Request: Substitute "put a pin on" for every occurrence of "place a marker on" throughout the material below, and write the lines out again with nothing else altered. Omit the pictures from your version.

Position annotation material:
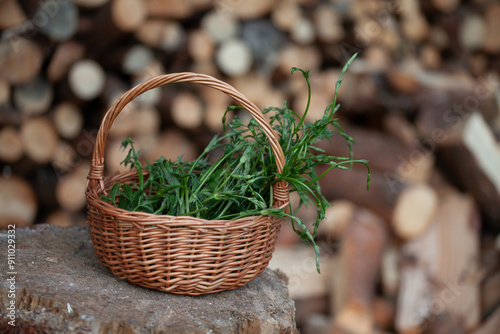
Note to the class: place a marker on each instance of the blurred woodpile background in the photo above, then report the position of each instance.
(418, 253)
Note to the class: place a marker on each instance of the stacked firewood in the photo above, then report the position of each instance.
(417, 253)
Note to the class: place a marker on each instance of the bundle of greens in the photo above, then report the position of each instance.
(239, 183)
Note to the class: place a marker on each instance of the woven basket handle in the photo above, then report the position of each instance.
(97, 167)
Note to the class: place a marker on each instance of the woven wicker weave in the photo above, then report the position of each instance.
(179, 254)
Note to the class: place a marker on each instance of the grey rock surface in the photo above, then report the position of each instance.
(61, 287)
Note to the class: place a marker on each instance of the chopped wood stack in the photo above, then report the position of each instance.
(421, 102)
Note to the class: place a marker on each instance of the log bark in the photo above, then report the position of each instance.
(361, 254)
(471, 156)
(446, 255)
(64, 57)
(20, 60)
(234, 57)
(34, 98)
(11, 14)
(491, 324)
(62, 288)
(162, 34)
(187, 110)
(220, 28)
(40, 139)
(68, 120)
(491, 42)
(86, 79)
(114, 23)
(414, 211)
(19, 203)
(91, 3)
(70, 191)
(11, 145)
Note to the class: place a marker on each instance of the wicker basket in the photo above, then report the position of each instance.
(179, 254)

Solution below:
Note to the class: put a pin on each instance of the blurred woodpile background in the photo above, then report the position of each instance.
(418, 253)
Note to the class: put a pin on each instance of the stacked firewood in the photo above, then report the position of each instance.
(417, 253)
Note to the class: put a pin on each instance of the bundle of greens in the photo above, then report the position of each instance.
(239, 183)
Note to the class: put a pin on each instance of the woven basket handle in the photo above, then report the position of each instance.
(97, 167)
Note to the class: put a pin on each instance of the woven wicker weave in the photo above, then report the position of each instance.
(179, 254)
Note to the class: put a pin on each instance of the grey rock surface in the photo above, then report the position of each instance.
(61, 287)
Note to the class: put a pin on each instance of the chopped wood stack in the photo above, then report the position of each instance.
(421, 102)
Note to the class: put a pin on each instance of the log bark in the photo above, then report the position of each instance.
(361, 254)
(471, 156)
(446, 255)
(64, 57)
(20, 60)
(234, 57)
(34, 98)
(11, 14)
(491, 324)
(62, 288)
(162, 34)
(187, 110)
(220, 28)
(40, 139)
(68, 120)
(491, 42)
(86, 79)
(114, 23)
(414, 211)
(19, 203)
(91, 3)
(70, 191)
(11, 145)
Note to the class: put a pin on each instance of the wicker basket in the photo above, then report the position of each instance.
(179, 254)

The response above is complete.